Taglio dei finanziamenti pubblici: è emergenza per gli ospedali religiosi del Lazio
“Siamo pronti anche a ricorrere alla Corte europea per far valere i nostri diritti”.
Lo ha annunciato Michele Bellomo, presidente dell’Aris Lazio, Associazione religiosa
istituti socio-sanitari, in risposta alla decisione della Regione di tagliare del
7% il budget destinato a queste strutture. Bellomo ha annunciato il blocco delle prestazioni
ambulatoriali dal 6 dicembre per gli ospedali religiosi classificati del Lazio. Tra
questi, gli ospedali romani Fatebenefratelli, Cristo Re, l’Israelitico, il San Carlo
di Nancy. Francesca Sabatinelli ha intervistato lo stesso Bellomo:
R. – Abbiamo
fatto un calcolo: almeno tra gli 800 e i mille dipendenti rischieranno la cassa integrazione
o la mobilità, quasi sicuramente. Ovviamente, le più colpite saranno le categorie
sanitarie, perché i tagli vanno ad essere imposti proprio alla parte sanitaria. E’
ovvio che la cosa comporterà un taglio e una riorganizzazione delle strutture a 360
gradi.
D. – Ovviamente, tutto questo con ricaduta sui pazienti che subiranno
in quale modo questo taglio?
R. – Questo taglio è fatto già dal 2012, e quindi
molti ospedali avevano già completato il loro budget: a questo punto, si trovano con
le liste d’attesa che dovranno essere allungate moltissimo. Come minimo, ci sarà uno
slittamento delle liste d’attesa tra i venti giorni e il mese.
D. – E per quanto
riguarda il tipo di prestazioni?

## CONSEGNA A
Trasformate tutti i record di punti etichettati riportati di seguito in un elenco numerato, tralasciando le righe vuote.

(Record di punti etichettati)
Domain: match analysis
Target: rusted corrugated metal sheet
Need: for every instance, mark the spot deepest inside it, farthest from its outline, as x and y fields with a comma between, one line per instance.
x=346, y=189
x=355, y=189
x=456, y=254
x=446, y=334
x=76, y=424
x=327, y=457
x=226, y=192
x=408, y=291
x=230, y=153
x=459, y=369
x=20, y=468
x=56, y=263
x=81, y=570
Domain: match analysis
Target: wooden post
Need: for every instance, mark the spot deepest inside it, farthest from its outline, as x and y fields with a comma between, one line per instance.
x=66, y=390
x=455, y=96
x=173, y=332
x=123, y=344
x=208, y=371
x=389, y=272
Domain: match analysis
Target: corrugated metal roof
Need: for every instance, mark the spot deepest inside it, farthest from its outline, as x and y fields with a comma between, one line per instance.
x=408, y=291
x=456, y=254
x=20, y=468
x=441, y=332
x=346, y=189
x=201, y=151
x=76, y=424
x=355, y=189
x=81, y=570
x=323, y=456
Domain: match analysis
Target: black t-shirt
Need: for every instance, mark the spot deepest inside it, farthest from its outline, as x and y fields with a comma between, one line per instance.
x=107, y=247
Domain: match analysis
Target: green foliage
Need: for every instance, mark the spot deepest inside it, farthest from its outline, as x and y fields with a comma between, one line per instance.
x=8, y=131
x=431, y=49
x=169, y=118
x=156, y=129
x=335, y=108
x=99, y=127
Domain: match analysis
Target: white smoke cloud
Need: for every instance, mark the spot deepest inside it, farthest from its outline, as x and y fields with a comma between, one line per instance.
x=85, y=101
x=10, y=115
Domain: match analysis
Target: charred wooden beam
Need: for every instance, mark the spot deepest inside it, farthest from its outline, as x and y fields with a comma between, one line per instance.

## CONSEGNA B
Riscrivete il passo dell'articolo sui tagli agli ospedali religiosi che si apre con le parole contenenti "R. – Questo" e si chiude con "giorni e il mese.", sostituendo "moltissimo" con "notevolmente".

## RISULTATO A
1. Domain: match analysis
2. Target: rusted corrugated metal sheet
3. Need: for every instance, mark the spot deepest inside it, farthest from its outline, as x and y fields with a comma between, one line per instance.
4. x=346, y=189
5. x=355, y=189
6. x=456, y=254
7. x=446, y=334
8. x=76, y=424
9. x=327, y=457
10. x=226, y=192
11. x=408, y=291
12. x=230, y=153
13. x=459, y=369
14. x=20, y=468
15. x=56, y=263
16. x=81, y=570
17. Domain: match analysis
18. Target: wooden post
19. Need: for every instance, mark the spot deepest inside it, farthest from its outline, as x and y fields with a comma between, one line per instance.
20. x=66, y=390
21. x=455, y=96
22. x=173, y=332
23. x=123, y=344
24. x=208, y=371
25. x=389, y=272
26. Domain: match analysis
27. Target: corrugated metal roof
28. Need: for every instance, mark the spot deepest inside it, farthest from its outline, as x and y fields with a comma between, one line per instance.
29. x=408, y=291
30. x=456, y=254
31. x=20, y=468
32. x=441, y=332
33. x=346, y=189
34. x=201, y=151
35. x=76, y=424
36. x=355, y=189
37. x=81, y=570
38. x=323, y=456
39. Domain: match analysis
40. Target: black t-shirt
41. Need: for every instance, mark the spot deepest inside it, farthest from its outline, as x and y fields with a comma between, one line per instance.
42. x=107, y=247
43. Domain: match analysis
44. Target: green foliage
45. Need: for every instance, mark the spot deepest inside it, farthest from its outline, as x and y fields with a comma between, one line per instance.
46. x=8, y=131
47. x=431, y=49
48. x=169, y=118
49. x=156, y=129
50. x=335, y=108
51. x=99, y=127
52. Domain: match analysis
53. Target: white smoke cloud
54. Need: for every instance, mark the spot deepest inside it, farthest from its outline, as x and y fields with a comma between, one line per instance.
55. x=85, y=101
56. x=10, y=115
57. Domain: match analysis
58. Target: charred wooden beam
59. Need: for every instance, mark the spot deepest inside it, farthest from its outline, as x and y fields with a comma between, one line per instance.

## RISULTATO B
R. – Questo taglio è fatto già dal 2012, e quindi
molti ospedali avevano già completato il loro budget: a questo punto, si trovano con
le liste d’attesa che dovranno essere allungate notevolmente. Come minimo, ci sarà uno
slittamento delle liste d’attesa tra i venti giorni e il mese.